WHAT TO DO ▸
Answer these questions from the parliamentary debate below:
1. Which year do the most recent estimates of industrial research and development spending cover?
2. In which three sectors does Dr. Bray welcome the increase in research and development?
3. How does Dr. Hampson describe the European Space Agency?

EXCERPTED PASSAGE ▸

____________

HC Deb 28 October 1987 vol 121 c293
11. Dr. Bray

asked the Chancellor of the Duchy of Lancaster if he will make a statement on the latest figures for expenditure on research and development in British industry.

Mr. Kenneth Clarke

The most recent estimates for expenditure on research and development performed in British industry are for 1985. Between 1981 and 1985 there was an increase in real terms of 12 per cent. in research financed by industry. I welcome this rise. The main responsibility for spending more on civil research and development should continue to rest with industry, as the House of Lords Select Committee on Civil Research and Development recognised in its recent report.

Dr. Bray

I welcome the increase in research and development in chemicals, electronics and motor vehicles, in particular since 1981, but does the Minister not agree that it is a matter of concern that since 1981 overall research and development in industry as a proportion of national income has fallen? With industry funding of research and development still so far behind that of our industrial competitors, is not the Government's attitude in response to the House of Lords Select Committee report still far too complacent? Are the Government not aware of the desperate state of science and technology in this country?

Mr. Clarke

I agree in part with the hon. Gentleman's diagnosis of the problem. We should still like there to be increased investment in well-judged research and development by British industry. I am glad to say that the latest figures show that there has been a very welcome real terms increase. It may be that our figures are out of date and that we are still commenting on the position in the depths of the recession, whereas now it is very much better. We have promised to report back to the House of Lords and to the House when we have completed our review of the Government's research and development priorities.

Dr. Hampson

Is it not the case that private companies that are involved in space research and development have said that they will pay their own whack but that they expect the Government to provide proper investment so as to increase the research and development technological base. We cannot be in something like the European Space Agency — a British initiative — by simply paying our basic membership fees and then expecting to take advantage of all its facilities.

Mr. Kenneth Clarke

I agree with my hon. Friend that some companies have continued to contribute and have contributed even more since August towards the preparatory work on some of the optional programmes of the space agency. It is also fair to say that most of the industries concerned share our concern about the way in which the European Space Agency produces its programmes and the limited acknowledgement that that agency sometimes gives to the part that industry and commerce have to play and ought to play in guiding priorities. I want to continue discussions with British industry to make sure that we have a much clearer strategy about where UK Limited ought to be going.

____________

RECORDED DATA ▸
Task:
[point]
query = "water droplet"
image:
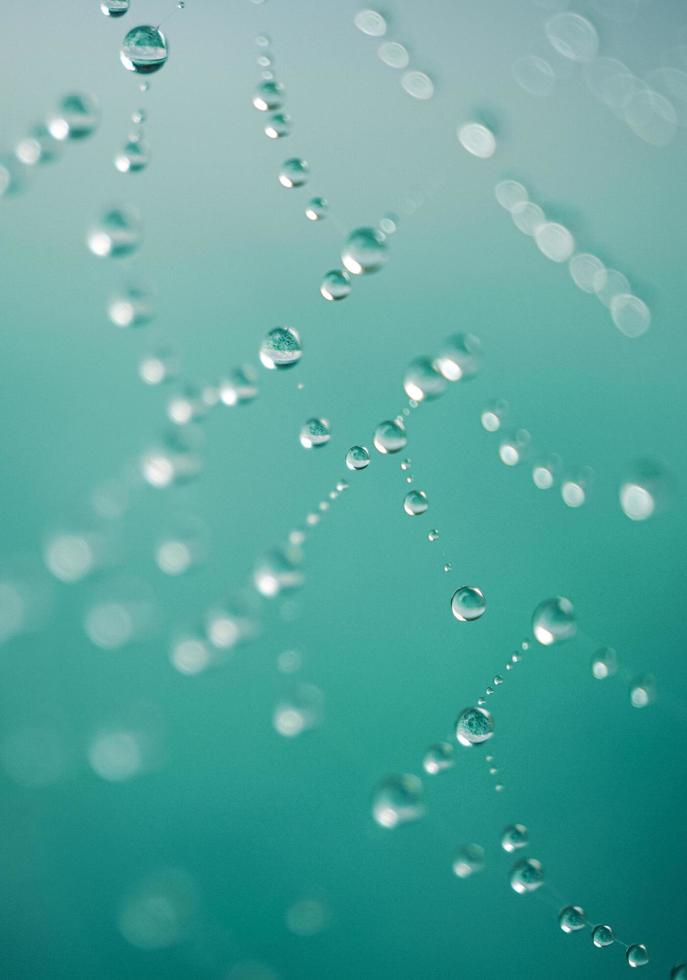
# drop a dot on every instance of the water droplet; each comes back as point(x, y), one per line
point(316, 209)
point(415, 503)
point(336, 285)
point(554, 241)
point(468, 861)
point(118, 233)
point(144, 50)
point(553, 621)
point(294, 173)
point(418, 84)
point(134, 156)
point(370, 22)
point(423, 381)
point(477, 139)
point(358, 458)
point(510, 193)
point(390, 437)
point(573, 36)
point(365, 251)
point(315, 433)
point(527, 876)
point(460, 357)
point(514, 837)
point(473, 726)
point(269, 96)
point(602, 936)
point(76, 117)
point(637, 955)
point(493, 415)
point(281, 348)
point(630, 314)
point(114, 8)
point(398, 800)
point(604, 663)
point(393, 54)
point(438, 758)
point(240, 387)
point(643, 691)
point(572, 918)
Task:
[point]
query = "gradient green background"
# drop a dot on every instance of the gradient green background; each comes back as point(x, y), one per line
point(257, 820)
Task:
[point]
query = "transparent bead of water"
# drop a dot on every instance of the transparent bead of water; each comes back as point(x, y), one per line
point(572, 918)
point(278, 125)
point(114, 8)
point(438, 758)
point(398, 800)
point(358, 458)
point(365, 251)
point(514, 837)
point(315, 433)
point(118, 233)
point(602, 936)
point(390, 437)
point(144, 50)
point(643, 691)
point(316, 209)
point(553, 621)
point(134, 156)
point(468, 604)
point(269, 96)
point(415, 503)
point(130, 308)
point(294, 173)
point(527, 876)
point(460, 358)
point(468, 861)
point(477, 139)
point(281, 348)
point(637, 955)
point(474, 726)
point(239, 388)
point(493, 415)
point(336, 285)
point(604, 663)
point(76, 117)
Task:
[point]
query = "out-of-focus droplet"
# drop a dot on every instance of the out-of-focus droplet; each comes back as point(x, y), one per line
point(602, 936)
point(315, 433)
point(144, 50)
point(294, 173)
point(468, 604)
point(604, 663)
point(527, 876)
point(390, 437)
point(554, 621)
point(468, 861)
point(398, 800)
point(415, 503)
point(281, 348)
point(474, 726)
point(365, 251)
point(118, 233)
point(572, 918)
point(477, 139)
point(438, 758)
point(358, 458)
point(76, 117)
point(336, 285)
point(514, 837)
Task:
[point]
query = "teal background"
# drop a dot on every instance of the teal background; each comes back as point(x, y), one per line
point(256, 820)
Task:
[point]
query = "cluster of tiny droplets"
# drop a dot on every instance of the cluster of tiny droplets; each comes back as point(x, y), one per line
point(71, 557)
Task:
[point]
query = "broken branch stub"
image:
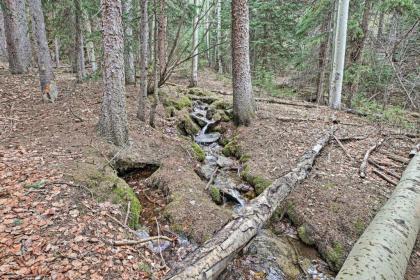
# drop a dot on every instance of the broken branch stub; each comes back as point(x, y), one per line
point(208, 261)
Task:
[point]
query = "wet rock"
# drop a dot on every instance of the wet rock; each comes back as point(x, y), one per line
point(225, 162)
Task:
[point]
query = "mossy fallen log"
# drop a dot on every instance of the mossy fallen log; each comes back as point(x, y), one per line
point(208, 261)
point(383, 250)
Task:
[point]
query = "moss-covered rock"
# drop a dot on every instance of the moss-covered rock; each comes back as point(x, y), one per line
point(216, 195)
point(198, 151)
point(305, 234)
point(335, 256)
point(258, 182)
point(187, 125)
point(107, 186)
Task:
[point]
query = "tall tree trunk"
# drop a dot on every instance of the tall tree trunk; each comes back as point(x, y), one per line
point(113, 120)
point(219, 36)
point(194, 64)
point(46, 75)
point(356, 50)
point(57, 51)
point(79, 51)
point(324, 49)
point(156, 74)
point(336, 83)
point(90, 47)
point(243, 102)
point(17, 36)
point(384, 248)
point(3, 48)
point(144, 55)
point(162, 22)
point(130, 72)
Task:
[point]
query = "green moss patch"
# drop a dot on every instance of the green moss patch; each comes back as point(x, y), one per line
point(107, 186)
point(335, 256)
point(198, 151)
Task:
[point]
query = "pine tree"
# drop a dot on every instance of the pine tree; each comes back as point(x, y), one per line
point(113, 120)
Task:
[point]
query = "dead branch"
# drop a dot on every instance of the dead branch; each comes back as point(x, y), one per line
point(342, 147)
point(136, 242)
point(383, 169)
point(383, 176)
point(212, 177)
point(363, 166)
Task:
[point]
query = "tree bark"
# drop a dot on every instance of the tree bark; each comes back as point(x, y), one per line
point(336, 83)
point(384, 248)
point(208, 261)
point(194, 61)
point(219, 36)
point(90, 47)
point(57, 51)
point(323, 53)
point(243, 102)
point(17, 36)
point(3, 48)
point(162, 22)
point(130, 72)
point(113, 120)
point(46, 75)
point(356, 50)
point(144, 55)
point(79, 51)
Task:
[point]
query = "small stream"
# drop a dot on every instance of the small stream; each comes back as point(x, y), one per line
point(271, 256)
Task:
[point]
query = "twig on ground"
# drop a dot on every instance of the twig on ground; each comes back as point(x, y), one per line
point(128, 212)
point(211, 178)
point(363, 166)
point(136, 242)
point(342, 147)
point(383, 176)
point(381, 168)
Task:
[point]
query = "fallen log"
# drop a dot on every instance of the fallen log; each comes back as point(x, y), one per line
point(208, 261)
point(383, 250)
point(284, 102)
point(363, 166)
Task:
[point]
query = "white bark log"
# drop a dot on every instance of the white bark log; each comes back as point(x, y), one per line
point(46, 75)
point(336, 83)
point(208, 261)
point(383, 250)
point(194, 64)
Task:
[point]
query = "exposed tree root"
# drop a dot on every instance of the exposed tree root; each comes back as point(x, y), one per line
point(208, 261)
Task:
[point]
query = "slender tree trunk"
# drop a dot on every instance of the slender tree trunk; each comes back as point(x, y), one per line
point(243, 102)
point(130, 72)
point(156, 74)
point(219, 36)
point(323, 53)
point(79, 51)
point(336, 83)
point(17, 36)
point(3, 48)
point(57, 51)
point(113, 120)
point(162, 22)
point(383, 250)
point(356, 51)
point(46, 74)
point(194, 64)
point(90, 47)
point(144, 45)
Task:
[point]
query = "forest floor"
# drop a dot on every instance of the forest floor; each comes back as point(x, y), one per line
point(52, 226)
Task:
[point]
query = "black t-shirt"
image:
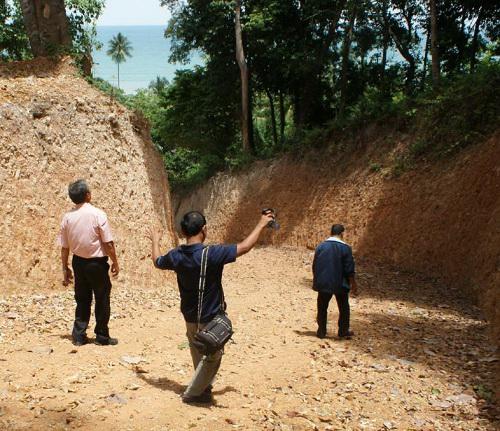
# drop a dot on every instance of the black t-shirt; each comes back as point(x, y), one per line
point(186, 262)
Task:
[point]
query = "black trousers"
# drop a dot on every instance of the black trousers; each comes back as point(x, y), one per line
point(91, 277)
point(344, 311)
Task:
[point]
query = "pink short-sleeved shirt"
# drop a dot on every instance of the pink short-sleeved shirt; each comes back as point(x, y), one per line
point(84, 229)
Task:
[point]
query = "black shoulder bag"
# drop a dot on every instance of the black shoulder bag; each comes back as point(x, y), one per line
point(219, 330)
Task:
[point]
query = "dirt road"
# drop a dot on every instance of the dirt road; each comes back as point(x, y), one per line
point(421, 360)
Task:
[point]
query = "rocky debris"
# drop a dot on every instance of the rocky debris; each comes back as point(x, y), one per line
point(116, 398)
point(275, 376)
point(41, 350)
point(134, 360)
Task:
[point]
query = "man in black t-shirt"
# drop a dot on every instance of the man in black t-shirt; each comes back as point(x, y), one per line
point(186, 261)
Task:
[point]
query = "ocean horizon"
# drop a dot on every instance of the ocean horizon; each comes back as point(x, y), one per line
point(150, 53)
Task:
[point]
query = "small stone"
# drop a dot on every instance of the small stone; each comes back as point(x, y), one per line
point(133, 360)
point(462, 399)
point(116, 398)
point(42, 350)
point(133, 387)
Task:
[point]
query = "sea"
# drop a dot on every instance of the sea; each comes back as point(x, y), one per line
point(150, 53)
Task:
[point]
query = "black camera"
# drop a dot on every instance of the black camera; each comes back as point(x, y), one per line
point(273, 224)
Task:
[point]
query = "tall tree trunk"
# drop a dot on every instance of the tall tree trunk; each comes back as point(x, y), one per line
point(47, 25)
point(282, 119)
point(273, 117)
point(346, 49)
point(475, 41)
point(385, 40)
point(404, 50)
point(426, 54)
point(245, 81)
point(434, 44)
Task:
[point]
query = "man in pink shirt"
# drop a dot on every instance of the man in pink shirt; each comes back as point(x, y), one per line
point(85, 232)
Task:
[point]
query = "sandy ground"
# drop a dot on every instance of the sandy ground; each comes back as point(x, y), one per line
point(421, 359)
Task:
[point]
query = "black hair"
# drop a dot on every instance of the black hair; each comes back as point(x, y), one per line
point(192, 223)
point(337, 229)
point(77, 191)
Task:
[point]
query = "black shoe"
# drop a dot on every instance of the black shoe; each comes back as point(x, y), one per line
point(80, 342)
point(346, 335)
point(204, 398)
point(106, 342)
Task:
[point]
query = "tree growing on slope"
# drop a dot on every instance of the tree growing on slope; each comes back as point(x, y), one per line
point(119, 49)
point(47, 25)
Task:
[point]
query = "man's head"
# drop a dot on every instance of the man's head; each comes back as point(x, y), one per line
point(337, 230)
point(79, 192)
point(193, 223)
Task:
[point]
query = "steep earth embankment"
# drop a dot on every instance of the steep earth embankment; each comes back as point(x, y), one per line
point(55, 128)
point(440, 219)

____________

ANSWER AREA ▸
1. 1985.
2. Chemicals, electronics and motor vehicles.
3. As a British initiative.